■ **DOCUMENT SECTION**:
——

Fake It Till You Make It

Brothers and Sisters in Recovery 🙏


“Fake it till you make it.” I’ve heard that line more times than I can count. It gets tossed around like it’s some universal truth, like if you just act the part long enough, eventually it becomes real. But let’s be honest—there’s something about that phrase that doesn’t sit right when you really break it down. Recovery isn’t a performance. It’s not a role you pretend to play until the curtain falls and suddenly you’re healed.


So what does it actually mean? If “faking it” means pretending you’re okay when you’re not, that’s dangerous territory. That’s where people start stuffing feelings, avoiding truth, and building a version of themselves that looks clean on the outside but is still hurting underneath. That’s not recovery—that’s survival mode with better camouflage.


But if you look at it from a different angle, there’s a piece of truth buried in it. Maybe it’s not about faking who you are. Maybe it’s about acting in alignment with who you’re trying to become, even when it feels unfamiliar. There’s a difference between pretending and practicing. One is dishonest. The other is growth.


When you show up to a meeting even when you don’t feel like it, that’s not fake—that’s commitment.

When you pick up the phone instead of isolating, that’s not fake—that’s courage.

When you tell the truth even though every instinct says to run, that’s not fake—that’s integrity being built in real time.


That’s the shift. You’re not faking recovery—you’re rehearsing a better life until it becomes second nature. And over time, those actions stop feeling forced and start becoming who you really are.

——

■ **SOURCE EXCERPT**:
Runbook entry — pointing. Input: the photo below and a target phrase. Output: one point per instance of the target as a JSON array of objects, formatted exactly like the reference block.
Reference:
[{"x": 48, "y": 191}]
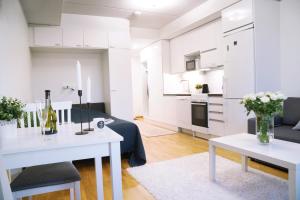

——

■ **DIRECTION 1**:
Translate into Spanish this sentence from the piece on recovery: "There’s a difference between pretending and practicing."
■ **DIRECTION 2**:
Carry on writing the piece on "Fake it till you make it" in recovery, starting after its final sentence.

■ **WRITTEN RESPONSE 1**:
Hay una diferencia entre fingir y practicar.

■ **WRITTEN RESPONSE 2**:
Let me be clear about something: there is nothing fake about your value. Not one thing. You don’t earn your worth by getting clean. You don’t qualify for it after a certain number of days. You walked into this world with value, and addiction just tried to convince you otherwise. Recovery is the process of remembering the truth, not manufacturing it.


And I want you all to know this—writing these messages, sharing these thoughts, it helps me just as much as it might help you. You give me a reason to think deeper, to challenge my own beliefs, to stay honest. This isn’t me talking at you—it’s me walking alongside you. Every person who reads this is part of my recovery. You give my past meaning and my present purpose.


So where do I land on “fake it till you make it”? I’d say this: don’t fake who you are—practice who you’re becoming. Show up, even when it’s uncomfortable. Do the next right thing, even when it doesn’t feel natural yet. That’s not fake. That’s transformation in motion.


Keep coming back.

One day at a time.

Progress, not perfection.

Easy does it.


With love and gratitude,

Gary G

Comments

  1. …practice who you are becoming…I really love this Gary. Personal growth is impossible in active addition but it’s powerful in recovery! Thank you.